GIVEN DATA →
-----

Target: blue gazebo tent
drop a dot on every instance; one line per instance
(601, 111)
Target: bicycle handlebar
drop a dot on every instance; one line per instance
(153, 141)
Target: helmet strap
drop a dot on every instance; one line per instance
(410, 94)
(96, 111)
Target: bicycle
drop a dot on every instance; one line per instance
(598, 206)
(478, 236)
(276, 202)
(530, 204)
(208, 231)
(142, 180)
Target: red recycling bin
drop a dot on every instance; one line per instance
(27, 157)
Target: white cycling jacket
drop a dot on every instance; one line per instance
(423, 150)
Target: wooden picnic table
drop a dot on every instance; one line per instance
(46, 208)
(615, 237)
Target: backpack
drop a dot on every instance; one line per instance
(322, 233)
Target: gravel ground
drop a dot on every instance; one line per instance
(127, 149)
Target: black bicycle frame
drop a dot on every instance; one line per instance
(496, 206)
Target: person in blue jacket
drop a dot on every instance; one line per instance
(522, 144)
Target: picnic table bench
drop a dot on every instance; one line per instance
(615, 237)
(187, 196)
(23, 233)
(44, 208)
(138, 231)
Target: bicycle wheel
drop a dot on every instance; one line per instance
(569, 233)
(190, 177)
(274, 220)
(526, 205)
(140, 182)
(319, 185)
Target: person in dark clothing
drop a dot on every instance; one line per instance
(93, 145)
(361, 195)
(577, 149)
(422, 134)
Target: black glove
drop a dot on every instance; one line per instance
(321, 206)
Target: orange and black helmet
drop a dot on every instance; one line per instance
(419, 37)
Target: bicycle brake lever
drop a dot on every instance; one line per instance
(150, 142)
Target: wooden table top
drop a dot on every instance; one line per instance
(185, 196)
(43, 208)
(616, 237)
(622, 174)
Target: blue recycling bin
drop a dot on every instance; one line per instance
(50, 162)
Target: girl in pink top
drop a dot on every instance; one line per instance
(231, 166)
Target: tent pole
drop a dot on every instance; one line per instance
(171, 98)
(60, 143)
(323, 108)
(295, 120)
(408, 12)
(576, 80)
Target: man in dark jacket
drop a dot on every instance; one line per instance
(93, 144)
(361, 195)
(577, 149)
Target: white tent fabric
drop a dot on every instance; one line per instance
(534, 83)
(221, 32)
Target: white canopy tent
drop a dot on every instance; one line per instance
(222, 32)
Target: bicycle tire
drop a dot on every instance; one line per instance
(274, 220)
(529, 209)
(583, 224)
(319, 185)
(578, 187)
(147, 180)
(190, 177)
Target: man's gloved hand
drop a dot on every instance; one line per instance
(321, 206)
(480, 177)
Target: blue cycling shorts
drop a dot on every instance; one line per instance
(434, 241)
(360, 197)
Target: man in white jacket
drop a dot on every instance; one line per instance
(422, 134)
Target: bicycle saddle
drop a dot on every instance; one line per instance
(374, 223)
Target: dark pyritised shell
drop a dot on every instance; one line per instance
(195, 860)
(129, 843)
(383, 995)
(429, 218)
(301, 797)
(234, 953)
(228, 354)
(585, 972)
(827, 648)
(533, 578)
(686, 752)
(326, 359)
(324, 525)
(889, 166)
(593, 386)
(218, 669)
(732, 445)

-----

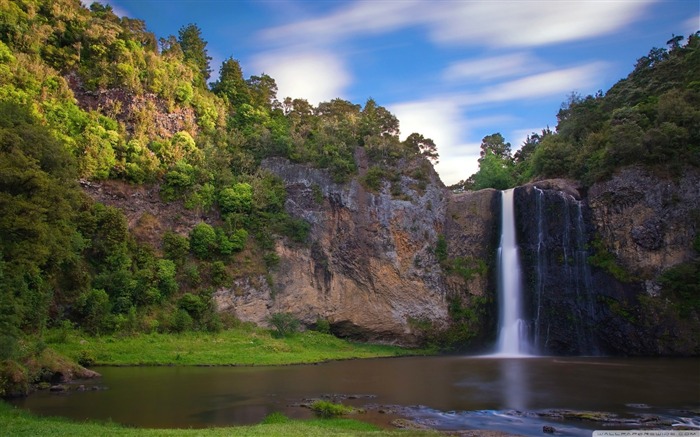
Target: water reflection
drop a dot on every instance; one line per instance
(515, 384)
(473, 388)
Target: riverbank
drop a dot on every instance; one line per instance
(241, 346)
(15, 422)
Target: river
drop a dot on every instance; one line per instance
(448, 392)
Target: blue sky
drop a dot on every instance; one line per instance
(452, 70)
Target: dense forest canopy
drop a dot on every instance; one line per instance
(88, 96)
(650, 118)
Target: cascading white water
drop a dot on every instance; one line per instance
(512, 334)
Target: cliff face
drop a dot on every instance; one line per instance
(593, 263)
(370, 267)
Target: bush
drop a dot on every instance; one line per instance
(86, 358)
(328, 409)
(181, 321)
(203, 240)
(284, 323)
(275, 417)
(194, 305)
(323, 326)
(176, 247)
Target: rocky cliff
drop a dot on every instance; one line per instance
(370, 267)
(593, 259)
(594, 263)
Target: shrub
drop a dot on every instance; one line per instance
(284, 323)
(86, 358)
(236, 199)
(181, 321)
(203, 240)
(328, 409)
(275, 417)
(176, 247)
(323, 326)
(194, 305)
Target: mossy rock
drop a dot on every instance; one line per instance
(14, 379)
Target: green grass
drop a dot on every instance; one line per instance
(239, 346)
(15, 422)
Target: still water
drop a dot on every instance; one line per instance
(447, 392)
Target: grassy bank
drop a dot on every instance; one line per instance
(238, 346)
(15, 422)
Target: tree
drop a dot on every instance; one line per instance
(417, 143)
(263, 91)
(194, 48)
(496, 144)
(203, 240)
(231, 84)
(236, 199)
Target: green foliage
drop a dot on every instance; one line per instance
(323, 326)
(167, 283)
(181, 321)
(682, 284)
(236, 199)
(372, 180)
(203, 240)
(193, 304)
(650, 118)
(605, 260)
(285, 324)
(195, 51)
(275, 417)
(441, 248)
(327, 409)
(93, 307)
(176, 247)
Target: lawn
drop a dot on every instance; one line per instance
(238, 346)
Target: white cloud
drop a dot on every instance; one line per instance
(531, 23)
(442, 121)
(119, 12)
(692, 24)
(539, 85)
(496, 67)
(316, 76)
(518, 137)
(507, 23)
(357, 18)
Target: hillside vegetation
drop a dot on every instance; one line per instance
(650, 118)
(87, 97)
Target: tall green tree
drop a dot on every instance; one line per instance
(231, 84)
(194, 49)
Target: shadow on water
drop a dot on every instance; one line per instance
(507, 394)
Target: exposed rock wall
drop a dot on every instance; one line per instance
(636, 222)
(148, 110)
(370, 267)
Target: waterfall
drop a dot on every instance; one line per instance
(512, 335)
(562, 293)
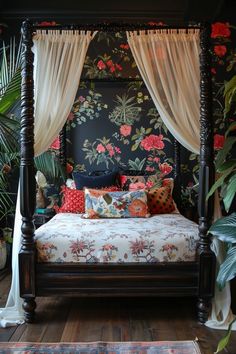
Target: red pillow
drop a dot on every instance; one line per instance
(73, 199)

-----

Find every line in the data above that contains the string "recycling", matching case exactly, and copy each of those lines.

Target: red recycling bin
Target: blue recycling bin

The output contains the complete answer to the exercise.